STATED EXERCISE: The entries need to be copied exactly.

RECORDS SHOWN:
* begin *

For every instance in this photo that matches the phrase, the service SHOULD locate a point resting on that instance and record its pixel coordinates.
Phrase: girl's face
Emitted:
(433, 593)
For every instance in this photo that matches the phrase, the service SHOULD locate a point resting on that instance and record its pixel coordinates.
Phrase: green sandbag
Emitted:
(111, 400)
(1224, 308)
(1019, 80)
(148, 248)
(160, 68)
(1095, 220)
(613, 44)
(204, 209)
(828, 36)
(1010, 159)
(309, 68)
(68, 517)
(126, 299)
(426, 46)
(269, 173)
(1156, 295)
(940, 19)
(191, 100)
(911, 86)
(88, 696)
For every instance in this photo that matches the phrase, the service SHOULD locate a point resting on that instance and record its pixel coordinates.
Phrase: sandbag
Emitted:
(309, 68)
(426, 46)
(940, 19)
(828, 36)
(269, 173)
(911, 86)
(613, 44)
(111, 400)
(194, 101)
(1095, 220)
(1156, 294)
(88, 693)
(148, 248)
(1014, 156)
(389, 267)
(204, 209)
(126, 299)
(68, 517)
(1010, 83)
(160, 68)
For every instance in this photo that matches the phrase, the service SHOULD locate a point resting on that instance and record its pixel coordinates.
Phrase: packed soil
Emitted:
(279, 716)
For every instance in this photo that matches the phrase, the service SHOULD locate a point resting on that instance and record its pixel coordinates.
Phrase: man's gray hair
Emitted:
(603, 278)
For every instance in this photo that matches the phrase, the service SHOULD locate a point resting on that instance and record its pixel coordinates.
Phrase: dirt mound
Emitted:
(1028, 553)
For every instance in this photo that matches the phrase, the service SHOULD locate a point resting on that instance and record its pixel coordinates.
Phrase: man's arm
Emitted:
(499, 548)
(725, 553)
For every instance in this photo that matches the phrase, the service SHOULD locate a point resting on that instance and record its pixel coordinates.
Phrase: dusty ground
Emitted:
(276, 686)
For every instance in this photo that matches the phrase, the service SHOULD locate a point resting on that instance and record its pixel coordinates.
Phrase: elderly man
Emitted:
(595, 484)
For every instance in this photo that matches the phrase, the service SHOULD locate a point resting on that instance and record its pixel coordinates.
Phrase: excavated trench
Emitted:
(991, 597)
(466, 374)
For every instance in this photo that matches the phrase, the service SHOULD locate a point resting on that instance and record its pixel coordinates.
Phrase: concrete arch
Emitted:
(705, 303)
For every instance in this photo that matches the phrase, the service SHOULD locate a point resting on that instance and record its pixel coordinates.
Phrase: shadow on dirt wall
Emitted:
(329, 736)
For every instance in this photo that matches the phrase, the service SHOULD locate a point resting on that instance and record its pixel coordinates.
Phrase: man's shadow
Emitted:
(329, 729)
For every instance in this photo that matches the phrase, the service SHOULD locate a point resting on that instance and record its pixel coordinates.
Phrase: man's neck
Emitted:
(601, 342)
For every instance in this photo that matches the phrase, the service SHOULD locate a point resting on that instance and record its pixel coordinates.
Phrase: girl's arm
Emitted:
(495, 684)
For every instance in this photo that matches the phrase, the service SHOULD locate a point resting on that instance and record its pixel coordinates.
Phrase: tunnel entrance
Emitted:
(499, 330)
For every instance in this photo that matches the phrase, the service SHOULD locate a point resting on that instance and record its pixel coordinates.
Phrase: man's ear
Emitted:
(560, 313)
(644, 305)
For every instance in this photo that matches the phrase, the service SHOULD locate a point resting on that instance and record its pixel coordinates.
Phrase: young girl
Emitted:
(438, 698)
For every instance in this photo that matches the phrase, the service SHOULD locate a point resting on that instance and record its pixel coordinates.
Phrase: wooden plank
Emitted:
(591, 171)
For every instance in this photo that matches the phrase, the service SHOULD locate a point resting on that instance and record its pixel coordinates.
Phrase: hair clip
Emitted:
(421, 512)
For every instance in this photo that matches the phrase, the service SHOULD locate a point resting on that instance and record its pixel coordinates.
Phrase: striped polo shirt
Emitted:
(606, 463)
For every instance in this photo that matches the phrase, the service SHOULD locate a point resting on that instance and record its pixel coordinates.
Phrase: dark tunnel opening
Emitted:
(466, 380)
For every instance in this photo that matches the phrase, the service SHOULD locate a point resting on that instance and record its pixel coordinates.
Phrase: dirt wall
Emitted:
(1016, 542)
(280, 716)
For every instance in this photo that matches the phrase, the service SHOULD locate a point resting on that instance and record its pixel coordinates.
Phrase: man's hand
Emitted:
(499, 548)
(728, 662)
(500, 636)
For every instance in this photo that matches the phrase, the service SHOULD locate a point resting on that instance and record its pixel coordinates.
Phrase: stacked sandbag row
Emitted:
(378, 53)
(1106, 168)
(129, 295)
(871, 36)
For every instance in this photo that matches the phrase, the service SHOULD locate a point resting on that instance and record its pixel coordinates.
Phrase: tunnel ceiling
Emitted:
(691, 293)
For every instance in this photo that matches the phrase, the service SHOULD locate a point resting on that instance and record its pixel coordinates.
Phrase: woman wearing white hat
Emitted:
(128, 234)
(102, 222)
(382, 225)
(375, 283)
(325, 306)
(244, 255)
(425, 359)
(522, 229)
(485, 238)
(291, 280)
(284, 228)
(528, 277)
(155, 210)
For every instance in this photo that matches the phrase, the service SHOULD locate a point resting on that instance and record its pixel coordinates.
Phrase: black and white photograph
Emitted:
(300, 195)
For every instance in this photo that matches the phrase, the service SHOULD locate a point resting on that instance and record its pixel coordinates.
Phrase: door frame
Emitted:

* end *

SOLUTION TO THIS PROBLEM:
For every instance in this photo that matches the phrase, the service SHOULD locate a point resting on that instance and record its pixel coordinates.
Phrase: girl's face
Emitted:
(433, 593)
For every instance in this photo that matches the phrase, the service SHOULD locate a point resting on that instance and record its pixel coordinates.
Phrase: green sandbag
Emitted:
(111, 400)
(1224, 308)
(1019, 80)
(148, 248)
(160, 68)
(1095, 220)
(613, 44)
(204, 209)
(828, 36)
(1010, 159)
(309, 68)
(68, 517)
(126, 299)
(426, 46)
(269, 173)
(1156, 295)
(940, 19)
(191, 100)
(911, 86)
(88, 696)
For every instance in this photo that matches the phrase, the service SHOULD locate a point resting on that instance and record its pixel coordinates.
Phrase: sandbag
Emitted:
(309, 68)
(426, 46)
(940, 19)
(828, 36)
(269, 173)
(911, 86)
(613, 44)
(111, 400)
(194, 101)
(1095, 220)
(1156, 294)
(88, 693)
(148, 248)
(1014, 156)
(389, 267)
(204, 209)
(126, 299)
(68, 517)
(1010, 83)
(160, 68)
For every instance in this photo that matches the phrase, the service SHOULD locate a point resting on that instance and record its pixel coordinates.
Phrase: packed soil
Emitted:
(279, 716)
For every instance in this photo that matches the phrase, the service SHOULD locate a point resting on that instance and record its pixel coordinates.
Phrase: man's gray hair
Emitted:
(603, 278)
For every instance in this photo that matches the phrase, the service SHOULD locate a point resting on that instance and record its pixel coordinates.
Phrase: dirt mound
Emitted:
(1028, 553)
For every instance in this photo that matches the phrase, the service SHOULD locate a point resting on that instance and record its pixel coordinates.
Phrase: man's arm
Emitted:
(499, 548)
(725, 553)
For every instance in this photo that matches the phrase, the service SHOULD locate a point resting on that instance and record its pixel coordinates.
Phrase: dusty ground
Emitted:
(276, 686)
For every instance in this photo that matches the phrase, the service SHOULD locate a point resting on that instance and record its pixel coordinates.
Phrase: elderly man
Emitted:
(595, 484)
For every instance in this photo that matches the phrase, the service SHOULD locate a point resting on that instance and record its pixel coordinates.
Phrase: excavated trench
Emitted:
(991, 597)
(466, 374)
For every instance in this photo that matches the phrase, the service SHOULD locate a point resting on that instance and record its pixel coordinates.
Phrase: concrete arch
Emitted:
(705, 303)
For every instance in this photo that matches the phrase, the service SHOULD locate a point resting on that instance and record its pixel coordinates.
Phrase: shadow on dirt wall
Emitted:
(329, 736)
For every instance in this photo that matches the phrase, the service SHOULD locate a point resting on that instance and record its pixel coordinates.
Phrase: man's shadow
Emitted:
(329, 729)
For every instance in this photo that matches the phrase, the service SHOULD locate a point resting on that instance and record its pixel coordinates.
Phrase: man's neck
Emitted:
(601, 342)
For every instance in this photo that matches the phrase, the service SHOULD locate a point resting on that instance and record its pixel coordinates.
Phrase: girl's arm
Emitted:
(495, 684)
For every instance in this photo that matches the phrase, the service SHOULD locate a point resting on that instance and record its pixel coordinates.
Phrase: tunnel entrance
Emitted:
(499, 330)
For every instance in this photo that matches the phrase, the service SHOULD locate a point resting on that instance and record its pixel coordinates.
Phrase: man's ear
Emitted:
(560, 313)
(644, 305)
For every instance in this photo that matches the phrase, the service SHOULD locate a point resting on that instance and record its pixel coordinates.
Phrase: young girl
Emitted:
(438, 698)
For every instance in this photo that matches the phrase, the service SHOULD locate a point resting on that instance and record its pixel coordinates.
Phrase: wooden plank
Emitted:
(591, 171)
For every instance in this photo that matches the phrase, the service SHOULD locate a point resting on that instance and record its pixel coordinates.
Phrase: hair clip
Emitted:
(421, 512)
For every instance in this photo that matches the phrase, the service SHOULD locate a point resting on that instance and record its pixel coordinates.
Phrase: striped polo shirt
Emitted:
(606, 463)
For every instance in this photo that matches the phrase, the service SHOULD locate a point resting on that instance and record its pixel coordinates.
Phrase: dark tunnel opening
Emitted:
(466, 380)
For every instance in this photo that matches the phrase, the service SHOULD locate a point resting on that instance and record its pixel coordinates.
Phrase: dirt wall
Emitted:
(1016, 542)
(280, 716)
For every instance in this photo that matches the phrase, the service SHOULD locate a point resting on that instance and record its pixel coordinates.
Phrase: man's hand
Emitted:
(499, 548)
(728, 662)
(500, 636)
For every instance in this photo that matches the phrase, the service SHOULD locate a point resting on that instance and record its pixel coordinates.
Phrase: stacked sandbag row
Emitted:
(378, 53)
(1106, 168)
(129, 295)
(871, 36)
For every instance in this photo that matches the phrase, the service SHOULD locate a point resting on that instance and record its pixel coordinates.
Phrase: tunnel ceiling
Emitted:
(691, 293)
For every instance in this photo that matches the phrase, the service SHOULD locate a point resting on that instance and record its pixel coordinates.
Phrase: woman wearing white hat
Emitted:
(128, 234)
(102, 222)
(382, 225)
(375, 283)
(325, 306)
(244, 255)
(425, 359)
(522, 229)
(485, 238)
(291, 280)
(284, 228)
(528, 277)
(155, 210)
For every instance in this photo that matches the phrase, the service SHOULD locate a point resting on that instance and record its pixel coordinates.
Phrase: black and white photograph
Emitted:
(300, 195)
For every instance in this photo that matches the phrase, the service SHOULD locate a point resting on that instance and record its pixel coordinates.
Phrase: door frame
Emitted:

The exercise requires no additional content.